2011 European Amateur Team Championship

Tournament information
- Dates: 5–9 July 2011
- Location: Vilamoura, Algarve, Portugal 37°4′40″N 8°6′55″W﻿ / ﻿37.07778°N 8.11528°W
- Course: Oceânico Golf (Victoria Course)
- Organized by: European Golf Association
- Format: Qualification round: 36 holes stroke play Knock-out match-play

Statistics
- Par: 72
- Length: 7,174 yards (6,560 m)
- Field: 20 teams 120 players

Champion
- France Cyril Bouniol, Julien Brun, Édouard España, Sébastien Gros, Alexander Lévy, Gary Stal
- Qualification round: 702 (−18) Final match: 41⁄2–21⁄2

Location map
- Oceânico Golf Location in EuropeOceânico Golf Location i Portugal

= 2011 European Amateur Team Championship =

Golf competition

The 2011 European Amateur Team Championship took place 5–9 July at Oceânico Golf in Vilamoura, Algarve, Portugal on its Victoria Course. It was the 29th men's golf European Amateur Team Championship.

• [Material shown]
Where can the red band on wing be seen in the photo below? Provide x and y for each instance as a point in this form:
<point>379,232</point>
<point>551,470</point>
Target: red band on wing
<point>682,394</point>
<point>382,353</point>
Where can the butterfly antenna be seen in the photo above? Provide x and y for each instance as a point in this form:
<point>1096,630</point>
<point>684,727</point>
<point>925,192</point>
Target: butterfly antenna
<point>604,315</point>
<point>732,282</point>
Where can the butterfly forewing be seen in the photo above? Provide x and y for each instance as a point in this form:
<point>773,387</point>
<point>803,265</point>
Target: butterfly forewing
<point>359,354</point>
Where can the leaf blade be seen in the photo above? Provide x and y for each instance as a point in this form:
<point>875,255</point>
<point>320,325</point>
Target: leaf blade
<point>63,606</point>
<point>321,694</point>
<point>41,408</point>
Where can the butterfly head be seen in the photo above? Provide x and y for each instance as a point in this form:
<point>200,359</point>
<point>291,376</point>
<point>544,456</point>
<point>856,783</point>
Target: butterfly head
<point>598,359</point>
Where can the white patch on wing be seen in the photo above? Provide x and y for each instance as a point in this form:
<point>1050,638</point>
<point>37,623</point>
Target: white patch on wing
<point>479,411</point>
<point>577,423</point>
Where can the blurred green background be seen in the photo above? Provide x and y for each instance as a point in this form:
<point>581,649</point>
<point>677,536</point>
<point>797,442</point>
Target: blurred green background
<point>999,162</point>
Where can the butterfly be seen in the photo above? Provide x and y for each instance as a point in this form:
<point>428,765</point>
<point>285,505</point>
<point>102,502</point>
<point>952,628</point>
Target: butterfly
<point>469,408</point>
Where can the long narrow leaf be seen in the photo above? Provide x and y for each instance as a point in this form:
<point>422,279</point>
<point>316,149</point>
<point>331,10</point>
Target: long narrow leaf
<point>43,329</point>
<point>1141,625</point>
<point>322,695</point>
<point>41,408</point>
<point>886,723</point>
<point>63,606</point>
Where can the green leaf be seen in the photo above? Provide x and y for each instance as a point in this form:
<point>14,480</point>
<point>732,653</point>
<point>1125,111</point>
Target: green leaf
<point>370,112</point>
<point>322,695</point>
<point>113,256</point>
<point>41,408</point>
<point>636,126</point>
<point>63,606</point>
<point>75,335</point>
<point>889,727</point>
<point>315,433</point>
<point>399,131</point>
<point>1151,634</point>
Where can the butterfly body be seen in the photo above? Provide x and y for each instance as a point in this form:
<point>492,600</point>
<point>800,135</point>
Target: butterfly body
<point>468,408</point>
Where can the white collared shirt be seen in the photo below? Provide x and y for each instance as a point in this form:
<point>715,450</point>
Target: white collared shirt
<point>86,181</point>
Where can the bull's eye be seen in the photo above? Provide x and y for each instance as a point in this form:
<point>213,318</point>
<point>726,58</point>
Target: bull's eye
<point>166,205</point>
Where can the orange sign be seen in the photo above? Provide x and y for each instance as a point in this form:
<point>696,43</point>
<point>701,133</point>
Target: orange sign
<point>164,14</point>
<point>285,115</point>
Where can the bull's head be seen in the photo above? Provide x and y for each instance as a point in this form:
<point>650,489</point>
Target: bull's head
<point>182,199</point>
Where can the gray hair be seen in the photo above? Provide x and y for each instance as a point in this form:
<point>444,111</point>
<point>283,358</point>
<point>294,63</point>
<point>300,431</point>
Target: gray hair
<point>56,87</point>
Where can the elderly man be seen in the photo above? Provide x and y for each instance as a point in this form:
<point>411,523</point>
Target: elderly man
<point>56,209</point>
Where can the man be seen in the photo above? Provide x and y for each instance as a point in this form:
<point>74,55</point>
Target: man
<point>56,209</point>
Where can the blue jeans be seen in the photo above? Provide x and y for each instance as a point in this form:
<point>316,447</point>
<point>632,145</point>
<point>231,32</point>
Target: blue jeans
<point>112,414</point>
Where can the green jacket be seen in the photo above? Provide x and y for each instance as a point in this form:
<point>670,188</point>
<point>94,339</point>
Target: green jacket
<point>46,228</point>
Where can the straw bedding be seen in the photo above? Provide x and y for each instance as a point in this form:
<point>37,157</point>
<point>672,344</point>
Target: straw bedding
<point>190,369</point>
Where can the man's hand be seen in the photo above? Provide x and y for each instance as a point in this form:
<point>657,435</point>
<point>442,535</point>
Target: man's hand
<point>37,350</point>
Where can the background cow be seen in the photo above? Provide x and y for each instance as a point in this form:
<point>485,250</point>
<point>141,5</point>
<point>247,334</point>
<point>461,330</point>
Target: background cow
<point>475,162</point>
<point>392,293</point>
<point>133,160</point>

• [Given problem A]
Which organization ran the event described in the championship article?
• [Given problem B]
Name every player on the winning team in the championship article.
• [Given problem C]
Write the next part of the article on the 2011 European Amateur Team Championship, starting after its final sentence.

• [Exercise output A]
The European Golf Association.

• [Exercise output B]
Cyril Bouniol, Julien Brun, Édouard España, Sébastien Gros, Alexander Lévy, Gary Stal

• [Exercise output C]
== Venue ==

The course was designed by Arnold Palmer and opened in 2004. In 2016, Dom Pedro Golf acquired the Victoria Course and four other Vilamoura courses from Oceânico Golf.

== Format ==
Each team consisted of 6 players, playing two rounds of stroke-play over two days, counting the five best scores each day for each team.

The eight best teams formed flight A, in knock-out match-play over the next three days. The teams were seeded based on their positions after the stroke play. The first placed team was drawn to play the quarter final against the eight placed team, the second against the seventh, the third against the sixth and the fourth against the fifth. Teams were allowed to use six players during the team matches, selecting four of them in the two morning foursome games and five players in to the afternoon single games. Teams knocked out after the quarter finals were allowed to play one foursome game and four single games in each of their remaining matches. Games all square at the 18th hole were declared halved, if the team match was already decided.

The eight teams placed 9–16 in the qualification stroke-play formed flight B, to play similar knock-out play, with one foursome game and four single games in each match, to decide their final positions.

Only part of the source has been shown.